— Start PROVIDED TEXT —

The Act of Killing

«Filth is not filth everywhere. In other words, if you see a plougher covered in sludge in a church, you’d call him filthy. But if you see him covered in sludge in a field, you’d call him worthy», says the soldier turned knocker once the war is over. A seemingly simple utterance, which turns out to be the basis of the double standard that runs throughout the whole play: we are not willing to accept violence in our daily lives, but expect and demand it on the battlefront, from whence it shall not return home. So when the homecoming hero is asked «how was it there in the war?», nobody expects and demands the answer given in Gkiak.

 

 

 

 

Greece was hardly ever a peaceful country. Over the centuries, aoidoi produced chansons de geste extoling winners and condemning losers, making heroes out of barbarians and role models out of runaways, and basically fuelling the eternal fire of blood wars with engaging and rocambolesque descriptions of betrayals and the ensuing vengeance. In recent days, this positive narration of battle has slowly but relentlessly been whelmed by a more condemning view of things, mainly starting from the postcolonial period onwards. Hence, it is now possible to encounter a piece of literature that not only disapproves of, but also analyses and efficiently portrays the hypocrisy of peace built on war.

— End PROVIDED TEXT —
— Start RECORDS FOR THE EXERCISE —

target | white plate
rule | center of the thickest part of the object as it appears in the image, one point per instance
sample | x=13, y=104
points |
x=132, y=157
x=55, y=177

— End RECORDS FOR THE EXERCISE —

● DIRECTIONS:
1 > Copy the review titled "The Act of Killing" in full, word for word.
2 > Write out all the rows that follow the review again, including their requests. Multiply every point coordinate in the answers by 0.65 and round each result to a whole number, rounding halves up. Leave the requests and the sample coordinates unchanged.

● FINAL RESULTS:
1 >
The Act of Killing

«Filth is not filth everywhere. In other words, if you see a plougher covered in sludge in a church, you’d call him filthy. But if you see him covered in sludge in a field, you’d call him worthy», says the soldier turned knocker once the war is over. A seemingly simple utterance, which turns out to be the basis of the double standard that runs throughout the whole play: we are not willing to accept violence in our daily lives, but expect and demand it on the battlefront, from whence it shall not return home. So when the homecoming hero is asked «how was it there in the war?», nobody expects and demands the answer given in Gkiak.

 

 

 

 

Greece was hardly ever a peaceful country. Over the centuries, aoidoi produced chansons de geste extoling winners and condemning losers, making heroes out of barbarians and role models out of runaways, and basically fuelling the eternal fire of blood wars with engaging and rocambolesque descriptions of betrayals and the ensuing vengeance. In recent days, this positive narration of battle has slowly but relentlessly been whelmed by a more condemning view of things, mainly starting from the postcolonial period onwards. Hence, it is now possible to encounter a piece of literature that not only disapproves of, but also analyses and efficiently portrays the hypocrisy of peace built on war.

2 >
target | white plate
rule | center of the thickest part of the object as it appears in the image, one point per instance
sample | x=13, y=104
points |
x=86, y=102
x=36, y=115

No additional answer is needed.